(Required task):
Can you copy each of the entries below line for line, with no changes?

● ● ● ● ●

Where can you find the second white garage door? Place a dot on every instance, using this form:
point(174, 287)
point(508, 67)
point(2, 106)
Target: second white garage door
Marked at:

● ● ● ● ●

(Right answer):
Where can you find the second white garage door? Place a dot on every instance, using this form:
point(174, 287)
point(508, 67)
point(2, 106)
Target: second white garage door
Marked at:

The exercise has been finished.